- Cover used by the iTunes Store
- Starring: Ceaser Emanuel; Puma Robinson; Sky Days; Donna Lombardi; Ted Ruks; Walt Miller; Young Bae; Miss Kitty;
- No. of episodes: 22

Release
- Original network: VH1
- Original release: August 14, 2019 – April 29, 2020

Season chronology
- ← Previous Season 7 Next → Season 9

= Black Ink Crew season 8 =

The eighth season of the reality television series Black Ink Crew aired on VH1 from August 14, 2019, until April 29, 2020. It chronicles the daily operations and staff drama at an African American-owned and operated tattoo shop in Harlem, New York.

==Cast==
===Main===
- Ceaser Emanuel
- Puma Robinson
- Sky Days
- Donna Lombardi
- Ted Ruks
- Walt Miller
- Young Bae
- Miss Kitty

===Recurring===
- Quani Robinson
- Alex "The Vagina Slayer"
- Tatiana
- Krystal
- Q
- Mike
- London

===Guest===
- Mama Bae
- Emani
- O'S**t Duncan
- Nikki Duncan
- Jemz
- Naeem Shareef
- Phor Brumfield

==Episodes==

| No. overall | No. in season | Title | Original release date | US viewers (millions) |
| 127 | 1 | "Cease Is 50" | August 14, 2019 | 1.17 |
Cease makes Puma a partner at 113th only to have his decision be questioned during his 40th birthday celebration. Bae struggles to keep her marriage together. Sky confronts her son Des.

————

# [Given problem 1]
Duplicate the Black Ink Crew season 8 article word for word, from start to finish.

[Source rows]
————

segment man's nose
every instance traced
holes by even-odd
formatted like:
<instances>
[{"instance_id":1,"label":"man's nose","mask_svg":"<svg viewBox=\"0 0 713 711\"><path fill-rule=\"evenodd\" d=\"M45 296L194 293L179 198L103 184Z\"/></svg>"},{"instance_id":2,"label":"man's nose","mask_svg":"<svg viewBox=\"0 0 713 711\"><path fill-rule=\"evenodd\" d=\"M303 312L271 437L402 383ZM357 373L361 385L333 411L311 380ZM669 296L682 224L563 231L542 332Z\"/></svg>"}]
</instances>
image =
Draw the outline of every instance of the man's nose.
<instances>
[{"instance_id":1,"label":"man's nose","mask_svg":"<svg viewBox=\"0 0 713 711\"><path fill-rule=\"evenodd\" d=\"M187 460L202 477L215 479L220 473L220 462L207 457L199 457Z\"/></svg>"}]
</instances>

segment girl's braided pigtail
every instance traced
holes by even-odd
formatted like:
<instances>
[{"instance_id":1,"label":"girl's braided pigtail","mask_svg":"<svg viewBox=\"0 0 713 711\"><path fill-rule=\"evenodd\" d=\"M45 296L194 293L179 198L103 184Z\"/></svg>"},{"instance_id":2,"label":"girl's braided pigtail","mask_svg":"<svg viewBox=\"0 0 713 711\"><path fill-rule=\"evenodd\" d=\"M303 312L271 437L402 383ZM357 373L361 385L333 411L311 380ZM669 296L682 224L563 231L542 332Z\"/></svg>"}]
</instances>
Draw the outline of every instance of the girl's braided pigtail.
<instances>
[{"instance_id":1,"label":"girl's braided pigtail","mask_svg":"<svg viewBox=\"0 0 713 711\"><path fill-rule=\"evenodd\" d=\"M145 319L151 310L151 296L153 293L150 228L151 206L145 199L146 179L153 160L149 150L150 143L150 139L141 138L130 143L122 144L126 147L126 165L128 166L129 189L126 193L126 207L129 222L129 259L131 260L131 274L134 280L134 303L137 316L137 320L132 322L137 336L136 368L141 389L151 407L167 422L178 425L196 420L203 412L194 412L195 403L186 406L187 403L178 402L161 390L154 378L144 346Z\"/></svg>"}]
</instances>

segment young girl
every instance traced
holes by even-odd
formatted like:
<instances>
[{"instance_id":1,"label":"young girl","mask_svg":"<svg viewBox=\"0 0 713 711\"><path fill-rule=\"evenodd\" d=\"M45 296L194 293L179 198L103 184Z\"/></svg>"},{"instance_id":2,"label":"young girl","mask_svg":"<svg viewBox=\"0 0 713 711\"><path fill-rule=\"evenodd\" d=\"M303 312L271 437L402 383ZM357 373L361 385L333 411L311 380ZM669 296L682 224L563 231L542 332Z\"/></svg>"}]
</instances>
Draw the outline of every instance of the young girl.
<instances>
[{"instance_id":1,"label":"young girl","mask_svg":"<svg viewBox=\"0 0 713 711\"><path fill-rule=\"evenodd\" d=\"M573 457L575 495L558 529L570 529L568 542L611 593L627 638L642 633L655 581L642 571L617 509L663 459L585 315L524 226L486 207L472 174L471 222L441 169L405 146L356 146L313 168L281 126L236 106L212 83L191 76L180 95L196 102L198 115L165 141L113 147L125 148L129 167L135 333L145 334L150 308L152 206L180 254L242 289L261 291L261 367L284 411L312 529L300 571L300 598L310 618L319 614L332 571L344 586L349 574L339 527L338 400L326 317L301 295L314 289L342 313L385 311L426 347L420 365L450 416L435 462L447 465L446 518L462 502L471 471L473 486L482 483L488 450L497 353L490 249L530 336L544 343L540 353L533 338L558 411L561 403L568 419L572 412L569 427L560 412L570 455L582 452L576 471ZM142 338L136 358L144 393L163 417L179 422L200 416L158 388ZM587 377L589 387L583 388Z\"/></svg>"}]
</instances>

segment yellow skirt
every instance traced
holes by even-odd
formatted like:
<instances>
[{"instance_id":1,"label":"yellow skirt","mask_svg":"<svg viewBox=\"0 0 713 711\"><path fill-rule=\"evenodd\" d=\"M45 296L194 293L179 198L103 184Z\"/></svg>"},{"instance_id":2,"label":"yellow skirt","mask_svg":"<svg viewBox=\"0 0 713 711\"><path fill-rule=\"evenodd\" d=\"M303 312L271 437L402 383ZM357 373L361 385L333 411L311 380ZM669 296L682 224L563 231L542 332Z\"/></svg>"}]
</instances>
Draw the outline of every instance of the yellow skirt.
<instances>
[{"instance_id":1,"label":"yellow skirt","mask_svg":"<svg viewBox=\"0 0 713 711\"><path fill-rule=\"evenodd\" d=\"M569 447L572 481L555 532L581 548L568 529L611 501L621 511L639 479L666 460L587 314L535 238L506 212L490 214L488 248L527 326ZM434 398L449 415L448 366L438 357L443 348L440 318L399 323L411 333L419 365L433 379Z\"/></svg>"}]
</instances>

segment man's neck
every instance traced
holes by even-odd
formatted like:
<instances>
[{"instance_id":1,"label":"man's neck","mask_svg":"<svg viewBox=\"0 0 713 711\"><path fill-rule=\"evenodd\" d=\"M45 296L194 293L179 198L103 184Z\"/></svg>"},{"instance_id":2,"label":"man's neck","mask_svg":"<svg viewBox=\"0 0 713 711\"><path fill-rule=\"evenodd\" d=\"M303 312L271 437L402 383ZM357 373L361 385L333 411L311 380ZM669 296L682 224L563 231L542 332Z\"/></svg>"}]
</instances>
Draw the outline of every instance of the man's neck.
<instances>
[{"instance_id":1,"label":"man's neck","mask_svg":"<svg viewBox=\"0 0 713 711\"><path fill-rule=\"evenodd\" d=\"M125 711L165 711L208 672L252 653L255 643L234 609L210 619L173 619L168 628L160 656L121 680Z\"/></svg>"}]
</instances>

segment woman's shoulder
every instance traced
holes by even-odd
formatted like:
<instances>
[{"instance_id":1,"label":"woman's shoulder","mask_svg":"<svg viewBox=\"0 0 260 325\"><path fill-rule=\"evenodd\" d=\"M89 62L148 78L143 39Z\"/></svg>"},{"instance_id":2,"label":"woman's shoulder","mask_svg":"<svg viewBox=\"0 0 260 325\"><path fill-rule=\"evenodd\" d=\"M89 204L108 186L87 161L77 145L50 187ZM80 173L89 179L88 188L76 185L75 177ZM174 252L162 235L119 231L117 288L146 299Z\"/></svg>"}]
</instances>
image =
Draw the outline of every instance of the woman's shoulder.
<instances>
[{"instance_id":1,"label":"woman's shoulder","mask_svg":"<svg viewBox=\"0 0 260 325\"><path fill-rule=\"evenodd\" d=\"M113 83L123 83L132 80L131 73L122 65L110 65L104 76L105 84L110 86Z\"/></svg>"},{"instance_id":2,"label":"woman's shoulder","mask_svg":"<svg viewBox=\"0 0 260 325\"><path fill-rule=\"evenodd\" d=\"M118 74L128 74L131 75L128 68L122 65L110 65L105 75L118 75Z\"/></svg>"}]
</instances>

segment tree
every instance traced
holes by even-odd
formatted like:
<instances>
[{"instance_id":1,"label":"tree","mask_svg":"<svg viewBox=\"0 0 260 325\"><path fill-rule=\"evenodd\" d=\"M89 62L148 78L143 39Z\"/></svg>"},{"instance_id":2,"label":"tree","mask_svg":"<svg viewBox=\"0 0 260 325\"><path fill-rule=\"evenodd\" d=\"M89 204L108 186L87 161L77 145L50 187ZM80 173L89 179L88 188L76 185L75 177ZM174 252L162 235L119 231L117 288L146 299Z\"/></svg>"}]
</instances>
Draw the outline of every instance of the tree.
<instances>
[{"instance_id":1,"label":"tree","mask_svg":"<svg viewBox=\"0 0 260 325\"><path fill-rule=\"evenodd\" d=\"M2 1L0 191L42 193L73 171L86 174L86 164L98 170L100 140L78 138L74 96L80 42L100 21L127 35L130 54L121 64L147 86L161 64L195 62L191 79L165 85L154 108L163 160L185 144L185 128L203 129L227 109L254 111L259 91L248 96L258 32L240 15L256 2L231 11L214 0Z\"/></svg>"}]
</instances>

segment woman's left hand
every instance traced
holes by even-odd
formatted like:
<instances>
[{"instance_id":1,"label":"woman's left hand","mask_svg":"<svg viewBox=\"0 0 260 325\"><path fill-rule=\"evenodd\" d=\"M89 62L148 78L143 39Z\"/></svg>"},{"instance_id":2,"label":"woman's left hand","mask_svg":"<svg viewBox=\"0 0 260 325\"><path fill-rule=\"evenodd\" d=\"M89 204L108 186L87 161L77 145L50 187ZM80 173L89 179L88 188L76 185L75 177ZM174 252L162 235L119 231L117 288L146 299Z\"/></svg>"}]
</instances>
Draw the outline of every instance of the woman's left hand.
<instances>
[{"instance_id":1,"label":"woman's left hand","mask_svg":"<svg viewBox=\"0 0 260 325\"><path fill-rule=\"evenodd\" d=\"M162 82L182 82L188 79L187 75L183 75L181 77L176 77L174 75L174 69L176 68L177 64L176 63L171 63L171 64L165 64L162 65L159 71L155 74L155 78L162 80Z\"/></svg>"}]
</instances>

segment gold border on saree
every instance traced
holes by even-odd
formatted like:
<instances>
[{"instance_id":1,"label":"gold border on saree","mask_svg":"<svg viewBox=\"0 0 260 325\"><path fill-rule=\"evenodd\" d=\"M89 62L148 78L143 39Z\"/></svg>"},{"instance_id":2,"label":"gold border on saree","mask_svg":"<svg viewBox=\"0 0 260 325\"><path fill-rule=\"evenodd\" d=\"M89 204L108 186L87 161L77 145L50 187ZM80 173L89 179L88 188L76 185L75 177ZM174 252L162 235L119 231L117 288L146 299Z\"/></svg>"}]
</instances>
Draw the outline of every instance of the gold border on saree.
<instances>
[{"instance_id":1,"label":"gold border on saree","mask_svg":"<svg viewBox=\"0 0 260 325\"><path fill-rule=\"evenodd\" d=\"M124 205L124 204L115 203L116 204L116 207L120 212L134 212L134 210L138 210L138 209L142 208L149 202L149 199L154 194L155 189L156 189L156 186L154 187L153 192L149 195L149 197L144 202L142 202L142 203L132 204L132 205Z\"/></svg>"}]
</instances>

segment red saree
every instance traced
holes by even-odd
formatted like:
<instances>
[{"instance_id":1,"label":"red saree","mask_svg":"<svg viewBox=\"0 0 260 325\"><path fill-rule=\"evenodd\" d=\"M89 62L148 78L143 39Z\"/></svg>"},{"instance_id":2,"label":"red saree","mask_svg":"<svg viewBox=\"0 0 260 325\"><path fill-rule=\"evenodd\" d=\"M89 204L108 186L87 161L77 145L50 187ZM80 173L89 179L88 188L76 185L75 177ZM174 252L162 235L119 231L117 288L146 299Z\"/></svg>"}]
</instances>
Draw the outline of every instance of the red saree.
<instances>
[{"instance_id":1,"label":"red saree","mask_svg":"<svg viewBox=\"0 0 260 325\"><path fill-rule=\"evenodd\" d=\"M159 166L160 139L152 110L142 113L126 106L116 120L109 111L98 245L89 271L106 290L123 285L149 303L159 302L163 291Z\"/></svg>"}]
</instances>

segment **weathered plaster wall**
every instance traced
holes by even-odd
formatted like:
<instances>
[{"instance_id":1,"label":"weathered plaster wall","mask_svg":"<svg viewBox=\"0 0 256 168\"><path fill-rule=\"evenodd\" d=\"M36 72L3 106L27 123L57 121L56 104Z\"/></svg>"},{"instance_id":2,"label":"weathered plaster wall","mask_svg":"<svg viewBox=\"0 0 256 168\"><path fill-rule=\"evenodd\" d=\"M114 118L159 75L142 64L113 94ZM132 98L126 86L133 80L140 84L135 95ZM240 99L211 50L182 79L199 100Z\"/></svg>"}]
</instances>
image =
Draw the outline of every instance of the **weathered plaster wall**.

————

# [Given problem 2]
Set down the rows from the line containing "segment red saree" through the last line of the rows, both ends included, with nothing changed.

# [Final result 1]
- Cover used by the iTunes Store
- Starring: Ceaser Emanuel; Puma Robinson; Sky Days; Donna Lombardi; Ted Ruks; Walt Miller; Young Bae; Miss Kitty;
- No. of episodes: 22

Release
- Original network: VH1
- Original release: August 14, 2019 – April 29, 2020

Season chronology
- ← Previous Season 7 Next → Season 9

= Black Ink Crew season 8 =

The eighth season of the reality television series Black Ink Crew aired on VH1 from August 14, 2019, until April 29, 2020. It chronicles the daily operations and staff drama at an African American-owned and operated tattoo shop in Harlem, New York.

==Cast==
===Main===
- Ceaser Emanuel
- Puma Robinson
- Sky Days
- Donna Lombardi
- Ted Ruks
- Walt Miller
- Young Bae
- Miss Kitty

===Recurring===
- Quani Robinson
- Alex "The Vagina Slayer"
- Tatiana
- Krystal
- Q
- Mike
- London

===Guest===
- Mama Bae
- Emani
- O'S**t Duncan
- Nikki Duncan
- Jemz
- Naeem Shareef
- Phor Brumfield

==Episodes==

| No. overall | No. in season | Title | Original release date | US viewers (millions) |
| 127 | 1 | "Cease Is 50" | August 14, 2019 | 1.17 |
Cease makes Puma a partner at 113th only to have his decision be questioned during his 40th birthday celebration. Bae struggles to keep her marriage together. Sky confronts her son Des.

# [Final result 2]
segment red saree
every instance traced
holes by even-odd
formatted like:
<instances>
[{"instance_id":1,"label":"red saree","mask_svg":"<svg viewBox=\"0 0 260 325\"><path fill-rule=\"evenodd\" d=\"M89 62L148 78L143 39Z\"/></svg>"},{"instance_id":2,"label":"red saree","mask_svg":"<svg viewBox=\"0 0 260 325\"><path fill-rule=\"evenodd\" d=\"M89 204L108 186L87 161L77 145L50 187ZM80 173L89 179L88 188L76 185L75 177ZM174 252L162 235L119 231L117 288L146 299Z\"/></svg>"}]
</instances>
Draw the outline of every instance of the red saree.
<instances>
[{"instance_id":1,"label":"red saree","mask_svg":"<svg viewBox=\"0 0 260 325\"><path fill-rule=\"evenodd\" d=\"M159 166L160 139L152 110L142 113L126 106L116 120L109 111L98 245L89 271L106 290L123 285L149 303L159 302L163 291Z\"/></svg>"}]
</instances>

segment **weathered plaster wall**
every instance traced
holes by even-odd
formatted like:
<instances>
[{"instance_id":1,"label":"weathered plaster wall","mask_svg":"<svg viewBox=\"0 0 256 168\"><path fill-rule=\"evenodd\" d=\"M36 72L3 106L27 123L57 121L56 104Z\"/></svg>"},{"instance_id":2,"label":"weathered plaster wall","mask_svg":"<svg viewBox=\"0 0 256 168\"><path fill-rule=\"evenodd\" d=\"M114 118L159 75L142 64L113 94ZM132 98L126 86L133 80L140 84L135 95ZM240 99L211 50L182 79L199 100Z\"/></svg>"}]
</instances>
image =
Draw the outline of every instance of the **weathered plaster wall**.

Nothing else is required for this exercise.